» Exercise: Search the entries below for the word "base", then copy each line in which it is found.

Supplied information section start

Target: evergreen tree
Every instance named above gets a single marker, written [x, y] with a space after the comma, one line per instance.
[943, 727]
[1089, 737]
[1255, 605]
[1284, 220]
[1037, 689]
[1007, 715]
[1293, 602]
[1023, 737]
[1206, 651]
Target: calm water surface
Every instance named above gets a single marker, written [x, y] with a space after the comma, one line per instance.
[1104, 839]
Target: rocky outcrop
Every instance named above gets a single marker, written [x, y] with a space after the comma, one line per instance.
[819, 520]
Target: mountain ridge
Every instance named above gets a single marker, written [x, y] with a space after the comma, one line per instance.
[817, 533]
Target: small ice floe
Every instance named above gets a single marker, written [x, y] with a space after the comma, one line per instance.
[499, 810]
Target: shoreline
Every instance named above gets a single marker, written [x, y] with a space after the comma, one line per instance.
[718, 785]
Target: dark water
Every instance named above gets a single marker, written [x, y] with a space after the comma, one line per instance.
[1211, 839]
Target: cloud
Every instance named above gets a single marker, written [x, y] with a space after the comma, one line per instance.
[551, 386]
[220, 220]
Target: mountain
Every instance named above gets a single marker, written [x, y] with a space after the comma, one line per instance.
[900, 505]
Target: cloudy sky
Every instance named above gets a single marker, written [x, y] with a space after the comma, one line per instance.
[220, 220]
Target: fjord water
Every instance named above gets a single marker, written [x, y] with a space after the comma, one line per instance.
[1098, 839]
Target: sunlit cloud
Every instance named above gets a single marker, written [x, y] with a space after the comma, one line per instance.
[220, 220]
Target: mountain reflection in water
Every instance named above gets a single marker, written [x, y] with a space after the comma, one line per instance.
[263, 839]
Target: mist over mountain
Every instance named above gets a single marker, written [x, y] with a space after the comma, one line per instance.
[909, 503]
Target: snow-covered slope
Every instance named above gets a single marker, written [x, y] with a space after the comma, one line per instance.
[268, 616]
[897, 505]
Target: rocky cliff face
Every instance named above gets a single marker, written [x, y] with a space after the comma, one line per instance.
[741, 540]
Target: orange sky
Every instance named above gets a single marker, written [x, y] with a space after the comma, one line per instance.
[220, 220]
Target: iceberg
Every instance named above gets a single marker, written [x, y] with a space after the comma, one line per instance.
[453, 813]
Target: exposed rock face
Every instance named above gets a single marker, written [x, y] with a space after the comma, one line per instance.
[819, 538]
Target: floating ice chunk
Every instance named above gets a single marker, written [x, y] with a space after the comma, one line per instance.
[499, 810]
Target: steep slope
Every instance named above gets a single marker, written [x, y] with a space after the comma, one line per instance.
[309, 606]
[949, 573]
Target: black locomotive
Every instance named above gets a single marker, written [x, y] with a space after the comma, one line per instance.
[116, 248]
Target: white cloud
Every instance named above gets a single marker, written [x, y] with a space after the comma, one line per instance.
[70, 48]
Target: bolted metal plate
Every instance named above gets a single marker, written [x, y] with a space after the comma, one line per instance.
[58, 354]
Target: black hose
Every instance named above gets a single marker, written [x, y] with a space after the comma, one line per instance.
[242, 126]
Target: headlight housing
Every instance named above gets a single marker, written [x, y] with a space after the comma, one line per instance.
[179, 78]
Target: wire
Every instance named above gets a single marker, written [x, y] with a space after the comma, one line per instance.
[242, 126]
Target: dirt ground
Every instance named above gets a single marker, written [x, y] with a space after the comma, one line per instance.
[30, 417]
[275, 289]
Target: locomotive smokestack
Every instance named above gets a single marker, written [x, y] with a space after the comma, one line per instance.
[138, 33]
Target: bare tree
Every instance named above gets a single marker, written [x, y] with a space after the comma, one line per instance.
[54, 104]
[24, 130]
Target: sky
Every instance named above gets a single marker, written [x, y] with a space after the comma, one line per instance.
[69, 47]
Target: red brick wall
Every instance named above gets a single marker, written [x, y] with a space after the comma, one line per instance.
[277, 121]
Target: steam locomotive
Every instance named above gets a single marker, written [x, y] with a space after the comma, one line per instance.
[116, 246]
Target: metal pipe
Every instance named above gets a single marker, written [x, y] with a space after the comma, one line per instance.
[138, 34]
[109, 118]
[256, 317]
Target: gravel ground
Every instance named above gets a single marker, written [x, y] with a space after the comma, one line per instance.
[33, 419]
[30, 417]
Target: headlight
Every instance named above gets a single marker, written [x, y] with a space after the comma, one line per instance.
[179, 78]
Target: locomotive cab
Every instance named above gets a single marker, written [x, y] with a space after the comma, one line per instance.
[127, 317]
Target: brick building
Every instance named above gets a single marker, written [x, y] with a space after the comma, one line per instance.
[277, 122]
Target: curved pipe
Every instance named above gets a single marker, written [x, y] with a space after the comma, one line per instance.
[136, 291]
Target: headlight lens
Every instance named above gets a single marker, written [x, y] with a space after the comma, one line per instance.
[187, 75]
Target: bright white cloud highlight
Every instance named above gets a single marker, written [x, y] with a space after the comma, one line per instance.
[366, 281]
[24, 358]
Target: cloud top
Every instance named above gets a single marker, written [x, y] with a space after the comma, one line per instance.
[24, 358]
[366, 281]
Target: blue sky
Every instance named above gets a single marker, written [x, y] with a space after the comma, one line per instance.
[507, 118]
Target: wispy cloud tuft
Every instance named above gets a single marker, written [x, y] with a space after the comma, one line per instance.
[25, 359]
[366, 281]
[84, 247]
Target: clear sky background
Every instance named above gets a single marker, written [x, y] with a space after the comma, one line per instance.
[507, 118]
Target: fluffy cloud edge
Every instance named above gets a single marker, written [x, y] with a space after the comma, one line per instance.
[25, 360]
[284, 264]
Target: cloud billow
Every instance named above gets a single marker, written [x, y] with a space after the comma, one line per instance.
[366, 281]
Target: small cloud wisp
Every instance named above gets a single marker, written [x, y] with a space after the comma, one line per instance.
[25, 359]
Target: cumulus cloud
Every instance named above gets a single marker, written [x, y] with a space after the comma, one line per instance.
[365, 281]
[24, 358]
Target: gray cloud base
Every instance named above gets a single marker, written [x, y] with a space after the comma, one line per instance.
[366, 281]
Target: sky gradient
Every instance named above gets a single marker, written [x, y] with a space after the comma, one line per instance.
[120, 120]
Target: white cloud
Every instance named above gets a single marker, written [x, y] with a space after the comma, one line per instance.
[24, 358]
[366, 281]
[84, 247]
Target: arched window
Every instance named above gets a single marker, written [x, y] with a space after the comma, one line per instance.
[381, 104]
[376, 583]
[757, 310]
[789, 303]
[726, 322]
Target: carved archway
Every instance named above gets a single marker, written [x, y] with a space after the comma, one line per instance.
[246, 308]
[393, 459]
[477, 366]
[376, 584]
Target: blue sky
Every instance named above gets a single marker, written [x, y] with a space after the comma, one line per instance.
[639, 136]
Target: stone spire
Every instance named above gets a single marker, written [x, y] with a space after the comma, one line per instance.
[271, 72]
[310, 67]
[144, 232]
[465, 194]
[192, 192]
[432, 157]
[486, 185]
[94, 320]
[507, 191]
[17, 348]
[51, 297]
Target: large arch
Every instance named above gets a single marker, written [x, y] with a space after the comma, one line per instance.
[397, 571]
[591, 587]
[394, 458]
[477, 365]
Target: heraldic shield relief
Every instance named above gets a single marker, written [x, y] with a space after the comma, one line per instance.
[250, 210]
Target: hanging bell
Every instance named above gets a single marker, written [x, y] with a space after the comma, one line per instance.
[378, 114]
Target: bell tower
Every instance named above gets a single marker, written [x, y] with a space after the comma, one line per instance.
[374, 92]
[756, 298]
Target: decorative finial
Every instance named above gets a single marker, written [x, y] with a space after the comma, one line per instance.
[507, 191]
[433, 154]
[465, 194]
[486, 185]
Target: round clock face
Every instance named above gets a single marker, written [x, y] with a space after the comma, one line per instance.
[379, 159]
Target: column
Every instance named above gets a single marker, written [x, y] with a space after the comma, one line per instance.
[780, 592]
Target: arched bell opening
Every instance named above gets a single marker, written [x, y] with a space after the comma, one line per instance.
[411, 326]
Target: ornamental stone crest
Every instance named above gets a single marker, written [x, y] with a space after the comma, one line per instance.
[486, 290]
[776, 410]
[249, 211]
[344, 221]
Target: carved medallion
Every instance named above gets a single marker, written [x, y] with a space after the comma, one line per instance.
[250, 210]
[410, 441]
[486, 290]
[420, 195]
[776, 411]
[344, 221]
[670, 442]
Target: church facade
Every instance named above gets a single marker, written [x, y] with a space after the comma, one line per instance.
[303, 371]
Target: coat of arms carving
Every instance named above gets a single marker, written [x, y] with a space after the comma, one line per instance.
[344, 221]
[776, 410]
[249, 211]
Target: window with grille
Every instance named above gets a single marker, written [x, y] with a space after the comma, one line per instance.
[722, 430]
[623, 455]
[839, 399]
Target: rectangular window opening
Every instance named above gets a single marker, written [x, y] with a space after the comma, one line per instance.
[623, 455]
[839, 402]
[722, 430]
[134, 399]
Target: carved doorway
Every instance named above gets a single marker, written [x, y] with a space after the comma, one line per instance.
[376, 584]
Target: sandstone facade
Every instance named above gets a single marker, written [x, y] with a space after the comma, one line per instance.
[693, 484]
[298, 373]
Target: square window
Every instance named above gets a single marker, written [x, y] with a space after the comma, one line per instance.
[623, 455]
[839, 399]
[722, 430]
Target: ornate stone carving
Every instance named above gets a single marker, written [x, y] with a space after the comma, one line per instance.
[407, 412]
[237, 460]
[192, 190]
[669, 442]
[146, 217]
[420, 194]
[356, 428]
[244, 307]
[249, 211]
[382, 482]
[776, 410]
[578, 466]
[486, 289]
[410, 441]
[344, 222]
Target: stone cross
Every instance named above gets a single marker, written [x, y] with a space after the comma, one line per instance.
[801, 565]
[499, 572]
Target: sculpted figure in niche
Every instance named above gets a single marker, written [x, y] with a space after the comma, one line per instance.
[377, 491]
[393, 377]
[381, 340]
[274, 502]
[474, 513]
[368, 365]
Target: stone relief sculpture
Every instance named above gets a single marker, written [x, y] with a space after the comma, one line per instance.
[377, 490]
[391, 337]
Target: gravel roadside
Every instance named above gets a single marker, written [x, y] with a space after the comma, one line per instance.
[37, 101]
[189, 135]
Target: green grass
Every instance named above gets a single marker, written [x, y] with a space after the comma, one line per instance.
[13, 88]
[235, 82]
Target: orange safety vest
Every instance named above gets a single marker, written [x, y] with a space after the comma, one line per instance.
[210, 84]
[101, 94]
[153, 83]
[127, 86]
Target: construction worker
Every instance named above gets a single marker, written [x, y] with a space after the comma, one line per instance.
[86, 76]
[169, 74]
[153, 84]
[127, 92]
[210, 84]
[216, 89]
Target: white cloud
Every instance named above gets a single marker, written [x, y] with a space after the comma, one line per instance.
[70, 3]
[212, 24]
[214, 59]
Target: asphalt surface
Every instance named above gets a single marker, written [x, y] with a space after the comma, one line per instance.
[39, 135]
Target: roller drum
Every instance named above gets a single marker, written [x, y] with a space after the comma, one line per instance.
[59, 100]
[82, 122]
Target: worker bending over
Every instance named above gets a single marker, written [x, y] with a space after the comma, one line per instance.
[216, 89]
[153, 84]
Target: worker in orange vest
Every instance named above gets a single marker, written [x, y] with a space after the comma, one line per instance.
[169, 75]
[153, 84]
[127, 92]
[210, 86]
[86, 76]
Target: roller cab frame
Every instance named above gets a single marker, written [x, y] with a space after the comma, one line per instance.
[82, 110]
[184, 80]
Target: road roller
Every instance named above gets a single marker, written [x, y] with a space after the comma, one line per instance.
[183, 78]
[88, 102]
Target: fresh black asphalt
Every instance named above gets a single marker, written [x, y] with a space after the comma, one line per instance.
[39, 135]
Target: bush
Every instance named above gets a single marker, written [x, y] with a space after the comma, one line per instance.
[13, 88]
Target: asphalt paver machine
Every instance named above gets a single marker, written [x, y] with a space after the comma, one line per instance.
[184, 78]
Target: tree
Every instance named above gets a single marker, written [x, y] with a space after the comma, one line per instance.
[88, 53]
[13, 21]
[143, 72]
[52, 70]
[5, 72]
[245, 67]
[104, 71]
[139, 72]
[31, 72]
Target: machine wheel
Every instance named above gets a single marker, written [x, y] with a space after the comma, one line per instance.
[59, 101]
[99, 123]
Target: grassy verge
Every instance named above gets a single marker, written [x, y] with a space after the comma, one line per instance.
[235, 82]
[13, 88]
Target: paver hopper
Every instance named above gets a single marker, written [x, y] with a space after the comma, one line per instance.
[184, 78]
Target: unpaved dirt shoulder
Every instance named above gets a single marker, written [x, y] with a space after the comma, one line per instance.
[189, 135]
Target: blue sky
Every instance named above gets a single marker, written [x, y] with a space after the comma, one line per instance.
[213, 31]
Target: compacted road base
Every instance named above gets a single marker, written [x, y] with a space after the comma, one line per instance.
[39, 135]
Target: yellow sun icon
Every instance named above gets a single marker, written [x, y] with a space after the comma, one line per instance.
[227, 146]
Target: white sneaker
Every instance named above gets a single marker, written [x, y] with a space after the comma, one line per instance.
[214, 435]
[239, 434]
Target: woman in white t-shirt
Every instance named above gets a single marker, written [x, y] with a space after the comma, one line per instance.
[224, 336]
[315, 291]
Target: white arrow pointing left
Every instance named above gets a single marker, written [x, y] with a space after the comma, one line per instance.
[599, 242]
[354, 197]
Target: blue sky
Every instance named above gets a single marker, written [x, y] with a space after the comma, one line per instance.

Supplied information section end

» Answer to this exercise:
Target: gray cloud base
Target: compacted road base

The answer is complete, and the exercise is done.